— start TEXT SECTION —

And the big one, the actual search. This is pretty long and needs to be refactored, but it works for now.

Private Sub cmdSearch_Click()
    Dim vaTerms As Variant
    Dim i As Long, j As Long
    Dim aFolders() As String
    Dim sFolder As String, sFile As String, lFile As Long
    Dim lCnt As Long
    Dim dtFolder As Date
    Dim sText As String
    Const sPATH As String = "\\yourserver\rawdata\"
    ReDim aFolders(1 To 1000)
    sFolder = Dir(sPATH & "*", vbDirectory)
    'get a list of folders in the date range
    Do While Len(sFolder) > 0
        If Len(sFolder) = 8 Then
            dtFolder = DateSerial(Left$(sFolder, 4), Mid$(sFolder, 5, 2), Right$(sFolder, 2))
            If dtFolder >= CDate(Me.tbxStartDate.Text) And dtFolder <= CDate(Me.tbxEndDate.Text) Then
                lCnt = lCnt + 1
                aFolders(lCnt) = sFolder
                sFolder = Dir
            End If
        End If
        sFolder = Dir
    ReDim Preserve aFolders(1 To lCnt)
    lCnt = 0
    vaTerms = Split(Me.tbxSearch.Text, Space(1))
    'Make a dummy result
    Me.lbxResults.AddItem vbNullString
    For i = LBound(aFolders) To UBound(aFolders)
        sFolder = sPATH & aFolders(i) & "\"
        sFile = Dir(sFolder & Me.cbxVendor.Value & "*.IN?")
        Do While Len(sFile) > 0
            'Show the current folder as a result
            Me.lbxResults.Column(0, 0) = sFolder & sFile
            'Open the file and read in all the text
            lFile = FreeFile
            Open sPATH & aFolders(i) & "\" & sFile For Binary As lFile
                sText = Space$(LOF(lFile))
                Get #1, , sText
            Close lFile
            'Loop through the space separated search terms and see if
            'they're in the file
            For j = LBound(vaTerms) To UBound(vaTerms)
                If InStr(1, sText, vaTerms(j), vbTextCompare) > 0 Then
                    'This is the animation part
                    Me.lbxResults.AddItem vbNullString, 0
                    Me.lbxResults.TopIndex = 0
                    lCnt = lCnt + 1
                    Exit For
                End If
            Next j
            sFile = Dir
    Next i
    'Get rid of the dummy
    Me.lbxResults.RemoveItem 0
End Sub

It takes about 60 seconds per month to search the files. That’s a long time so it’s necessary to entertain the user while he waits. The top entry in the results listbox is whatever the current file is. It rapidly changes the display as it loops through the folder. When there’s a hit, that file becomes the second entry and any prior hits move down. This little animation lets the user know that it’s still working and gives him a list of what hits have been found already.

— end TEXT SECTION —
— start EXTRACTED DATA —

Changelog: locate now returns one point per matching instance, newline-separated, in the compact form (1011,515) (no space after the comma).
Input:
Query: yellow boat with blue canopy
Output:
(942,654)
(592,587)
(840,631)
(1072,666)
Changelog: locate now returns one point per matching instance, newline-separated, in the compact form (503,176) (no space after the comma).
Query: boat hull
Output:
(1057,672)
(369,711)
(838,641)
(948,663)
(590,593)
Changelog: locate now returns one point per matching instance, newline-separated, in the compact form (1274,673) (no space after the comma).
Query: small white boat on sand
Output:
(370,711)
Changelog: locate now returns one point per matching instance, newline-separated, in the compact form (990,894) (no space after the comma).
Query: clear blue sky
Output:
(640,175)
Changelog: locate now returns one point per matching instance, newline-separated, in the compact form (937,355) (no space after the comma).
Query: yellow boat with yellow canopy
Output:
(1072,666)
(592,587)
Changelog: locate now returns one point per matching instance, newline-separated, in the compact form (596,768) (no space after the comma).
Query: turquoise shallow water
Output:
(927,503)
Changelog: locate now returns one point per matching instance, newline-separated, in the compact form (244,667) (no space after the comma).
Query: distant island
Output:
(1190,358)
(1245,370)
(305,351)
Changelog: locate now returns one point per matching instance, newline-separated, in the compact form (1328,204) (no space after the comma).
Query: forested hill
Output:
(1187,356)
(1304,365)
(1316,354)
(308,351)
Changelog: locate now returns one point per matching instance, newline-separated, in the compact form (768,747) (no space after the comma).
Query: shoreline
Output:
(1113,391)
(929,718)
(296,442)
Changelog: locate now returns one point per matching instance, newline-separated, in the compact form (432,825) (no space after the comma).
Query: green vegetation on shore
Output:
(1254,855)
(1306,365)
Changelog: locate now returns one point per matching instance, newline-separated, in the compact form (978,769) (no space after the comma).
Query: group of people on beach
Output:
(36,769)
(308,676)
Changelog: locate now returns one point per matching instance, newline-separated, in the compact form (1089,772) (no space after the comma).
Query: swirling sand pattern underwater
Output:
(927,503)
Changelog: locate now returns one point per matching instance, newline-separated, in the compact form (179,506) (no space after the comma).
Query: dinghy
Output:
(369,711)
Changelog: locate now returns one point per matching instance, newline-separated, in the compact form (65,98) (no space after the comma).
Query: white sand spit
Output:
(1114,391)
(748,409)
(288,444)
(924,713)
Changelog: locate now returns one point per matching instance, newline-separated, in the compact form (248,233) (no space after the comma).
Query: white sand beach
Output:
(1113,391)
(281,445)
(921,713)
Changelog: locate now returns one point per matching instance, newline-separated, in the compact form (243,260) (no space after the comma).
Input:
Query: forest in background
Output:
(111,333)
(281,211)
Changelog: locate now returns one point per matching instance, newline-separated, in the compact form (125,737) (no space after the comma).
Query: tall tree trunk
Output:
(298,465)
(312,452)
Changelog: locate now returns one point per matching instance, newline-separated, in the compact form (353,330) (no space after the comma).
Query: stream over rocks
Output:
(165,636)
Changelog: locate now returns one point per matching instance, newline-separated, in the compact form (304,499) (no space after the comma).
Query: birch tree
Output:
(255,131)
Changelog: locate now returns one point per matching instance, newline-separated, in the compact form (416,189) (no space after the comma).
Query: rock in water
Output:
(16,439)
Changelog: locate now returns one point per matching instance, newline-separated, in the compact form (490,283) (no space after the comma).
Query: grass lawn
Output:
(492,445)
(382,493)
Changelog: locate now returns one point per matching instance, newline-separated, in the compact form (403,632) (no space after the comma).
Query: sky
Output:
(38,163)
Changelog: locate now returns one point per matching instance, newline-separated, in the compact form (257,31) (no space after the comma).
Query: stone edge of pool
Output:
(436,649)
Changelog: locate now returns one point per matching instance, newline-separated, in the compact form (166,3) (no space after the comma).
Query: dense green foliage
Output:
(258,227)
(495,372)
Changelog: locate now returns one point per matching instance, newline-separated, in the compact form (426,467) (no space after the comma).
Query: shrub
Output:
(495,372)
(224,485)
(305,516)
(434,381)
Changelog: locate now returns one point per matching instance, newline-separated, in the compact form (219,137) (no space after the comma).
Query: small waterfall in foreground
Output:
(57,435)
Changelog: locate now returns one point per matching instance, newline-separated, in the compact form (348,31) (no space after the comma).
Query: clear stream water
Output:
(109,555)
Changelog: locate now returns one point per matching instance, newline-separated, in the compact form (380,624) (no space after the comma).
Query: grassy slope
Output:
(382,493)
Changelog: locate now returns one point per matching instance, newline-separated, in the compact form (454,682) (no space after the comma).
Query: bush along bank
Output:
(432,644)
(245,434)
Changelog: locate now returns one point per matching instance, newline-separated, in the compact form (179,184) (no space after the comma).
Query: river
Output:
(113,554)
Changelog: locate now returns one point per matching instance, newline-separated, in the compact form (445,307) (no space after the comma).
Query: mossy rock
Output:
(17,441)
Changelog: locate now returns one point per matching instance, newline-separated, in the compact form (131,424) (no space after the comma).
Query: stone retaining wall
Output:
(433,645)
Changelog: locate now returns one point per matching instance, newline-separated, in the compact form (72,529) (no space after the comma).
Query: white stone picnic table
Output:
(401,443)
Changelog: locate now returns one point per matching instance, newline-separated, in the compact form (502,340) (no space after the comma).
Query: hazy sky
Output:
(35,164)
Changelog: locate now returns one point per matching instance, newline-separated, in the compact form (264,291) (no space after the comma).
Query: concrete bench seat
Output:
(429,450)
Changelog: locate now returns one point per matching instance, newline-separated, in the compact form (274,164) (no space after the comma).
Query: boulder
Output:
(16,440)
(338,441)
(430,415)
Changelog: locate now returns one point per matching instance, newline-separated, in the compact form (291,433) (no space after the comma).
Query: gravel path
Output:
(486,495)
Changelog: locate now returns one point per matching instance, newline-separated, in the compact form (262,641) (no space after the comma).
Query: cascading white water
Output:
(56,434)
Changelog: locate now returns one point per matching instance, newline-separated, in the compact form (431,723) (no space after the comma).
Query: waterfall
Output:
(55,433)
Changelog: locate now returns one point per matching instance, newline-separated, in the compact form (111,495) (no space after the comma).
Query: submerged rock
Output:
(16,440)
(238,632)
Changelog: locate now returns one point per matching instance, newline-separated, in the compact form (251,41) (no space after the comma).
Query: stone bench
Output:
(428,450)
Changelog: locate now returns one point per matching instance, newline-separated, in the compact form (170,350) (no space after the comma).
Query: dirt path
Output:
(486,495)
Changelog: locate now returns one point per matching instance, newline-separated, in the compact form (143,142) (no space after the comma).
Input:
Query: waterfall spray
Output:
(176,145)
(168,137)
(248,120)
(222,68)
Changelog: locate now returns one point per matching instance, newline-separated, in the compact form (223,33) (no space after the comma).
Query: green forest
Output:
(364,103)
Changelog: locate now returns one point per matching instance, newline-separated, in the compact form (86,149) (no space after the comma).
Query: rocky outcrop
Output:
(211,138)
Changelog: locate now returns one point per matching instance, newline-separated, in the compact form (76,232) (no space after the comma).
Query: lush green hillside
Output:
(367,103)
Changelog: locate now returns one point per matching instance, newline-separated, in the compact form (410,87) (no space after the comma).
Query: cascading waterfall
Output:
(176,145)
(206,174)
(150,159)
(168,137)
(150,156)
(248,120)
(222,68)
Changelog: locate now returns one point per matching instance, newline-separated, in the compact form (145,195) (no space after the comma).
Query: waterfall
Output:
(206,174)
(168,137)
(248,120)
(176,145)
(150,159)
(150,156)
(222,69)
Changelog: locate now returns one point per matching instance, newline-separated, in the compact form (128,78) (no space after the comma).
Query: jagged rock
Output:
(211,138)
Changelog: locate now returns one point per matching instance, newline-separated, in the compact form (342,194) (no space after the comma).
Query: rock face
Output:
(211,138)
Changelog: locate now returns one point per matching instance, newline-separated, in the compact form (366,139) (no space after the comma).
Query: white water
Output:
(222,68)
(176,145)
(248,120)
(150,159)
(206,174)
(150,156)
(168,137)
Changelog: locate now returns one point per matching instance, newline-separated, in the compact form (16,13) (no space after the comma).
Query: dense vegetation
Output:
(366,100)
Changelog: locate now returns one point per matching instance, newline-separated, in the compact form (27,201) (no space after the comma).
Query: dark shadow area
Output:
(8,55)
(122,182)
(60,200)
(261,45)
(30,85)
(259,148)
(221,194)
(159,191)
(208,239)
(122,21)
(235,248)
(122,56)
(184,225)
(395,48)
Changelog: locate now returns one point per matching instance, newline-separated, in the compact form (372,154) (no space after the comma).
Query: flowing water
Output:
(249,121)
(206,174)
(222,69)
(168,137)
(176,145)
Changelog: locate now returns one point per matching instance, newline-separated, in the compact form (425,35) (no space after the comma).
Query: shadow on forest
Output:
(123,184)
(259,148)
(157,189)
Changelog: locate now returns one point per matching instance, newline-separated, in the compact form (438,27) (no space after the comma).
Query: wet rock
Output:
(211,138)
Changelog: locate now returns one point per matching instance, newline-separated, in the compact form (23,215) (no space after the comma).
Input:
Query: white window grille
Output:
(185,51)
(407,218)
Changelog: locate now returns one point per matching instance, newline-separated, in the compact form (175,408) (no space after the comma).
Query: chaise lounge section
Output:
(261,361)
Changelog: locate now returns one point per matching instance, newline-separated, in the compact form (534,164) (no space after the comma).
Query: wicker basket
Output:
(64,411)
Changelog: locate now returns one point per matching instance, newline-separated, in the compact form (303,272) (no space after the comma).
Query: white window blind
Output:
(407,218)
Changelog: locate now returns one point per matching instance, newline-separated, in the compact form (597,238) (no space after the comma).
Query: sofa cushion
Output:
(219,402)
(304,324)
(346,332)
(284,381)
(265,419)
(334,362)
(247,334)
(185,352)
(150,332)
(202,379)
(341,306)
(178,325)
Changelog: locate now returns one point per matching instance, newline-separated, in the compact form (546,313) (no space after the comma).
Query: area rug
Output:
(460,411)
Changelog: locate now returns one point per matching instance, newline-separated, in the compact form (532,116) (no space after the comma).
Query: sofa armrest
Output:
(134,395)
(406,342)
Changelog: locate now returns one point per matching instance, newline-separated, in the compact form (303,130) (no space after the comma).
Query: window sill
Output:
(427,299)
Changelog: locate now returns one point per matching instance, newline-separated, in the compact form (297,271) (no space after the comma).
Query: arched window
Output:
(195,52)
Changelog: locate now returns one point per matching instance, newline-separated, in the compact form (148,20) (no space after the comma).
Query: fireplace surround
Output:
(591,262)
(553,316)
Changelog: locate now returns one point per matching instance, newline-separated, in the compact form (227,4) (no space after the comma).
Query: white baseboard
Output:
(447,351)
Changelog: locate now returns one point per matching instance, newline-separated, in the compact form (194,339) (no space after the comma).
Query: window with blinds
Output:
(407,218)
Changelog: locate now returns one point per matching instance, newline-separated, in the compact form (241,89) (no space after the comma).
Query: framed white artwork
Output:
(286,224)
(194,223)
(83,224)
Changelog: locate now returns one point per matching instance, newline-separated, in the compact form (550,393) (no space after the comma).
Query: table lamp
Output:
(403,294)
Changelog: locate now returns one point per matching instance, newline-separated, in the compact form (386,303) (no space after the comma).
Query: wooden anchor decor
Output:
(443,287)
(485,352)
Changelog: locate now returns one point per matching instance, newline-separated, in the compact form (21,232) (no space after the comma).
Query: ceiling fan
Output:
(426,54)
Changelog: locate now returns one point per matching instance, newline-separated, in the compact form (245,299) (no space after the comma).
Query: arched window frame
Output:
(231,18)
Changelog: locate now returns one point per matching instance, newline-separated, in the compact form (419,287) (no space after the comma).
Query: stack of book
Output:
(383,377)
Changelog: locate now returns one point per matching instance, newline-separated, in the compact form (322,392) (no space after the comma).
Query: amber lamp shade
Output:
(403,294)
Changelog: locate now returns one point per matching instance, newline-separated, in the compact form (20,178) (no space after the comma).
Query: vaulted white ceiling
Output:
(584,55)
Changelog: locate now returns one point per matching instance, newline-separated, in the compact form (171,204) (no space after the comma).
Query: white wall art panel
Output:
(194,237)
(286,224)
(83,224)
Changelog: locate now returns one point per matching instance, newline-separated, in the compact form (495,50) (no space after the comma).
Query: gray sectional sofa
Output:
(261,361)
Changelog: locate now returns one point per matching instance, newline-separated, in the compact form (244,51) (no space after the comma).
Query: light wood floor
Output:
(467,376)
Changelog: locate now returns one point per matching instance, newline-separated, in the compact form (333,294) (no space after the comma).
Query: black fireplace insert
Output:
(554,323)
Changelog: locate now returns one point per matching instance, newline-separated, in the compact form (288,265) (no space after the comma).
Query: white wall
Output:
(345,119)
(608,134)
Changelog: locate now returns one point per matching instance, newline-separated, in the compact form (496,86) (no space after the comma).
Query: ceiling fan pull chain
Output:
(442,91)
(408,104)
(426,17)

— end EXTRACTED DATA —

### DESCRIPTION OF THE TASK
Rename "aFolders" to "arrFolders" in the search code, starting with "And the big" and going on through "aFolders(1 To 1000)".

### RESPONSE
And the big one, the actual search. This is pretty long and needs to be refactored, but it works for now.

Private Sub cmdSearch_Click()
    Dim vaTerms As Variant
    Dim i As Long, j As Long
    Dim arrFolders() As String
    Dim sFolder As String, sFile As String, lFile As Long
    Dim lCnt As Long
    Dim dtFolder As Date
    Dim sText As String
    Const sPATH As String = "\\yourserver\rawdata\"
    ReDim arrFolders(1 To 1000)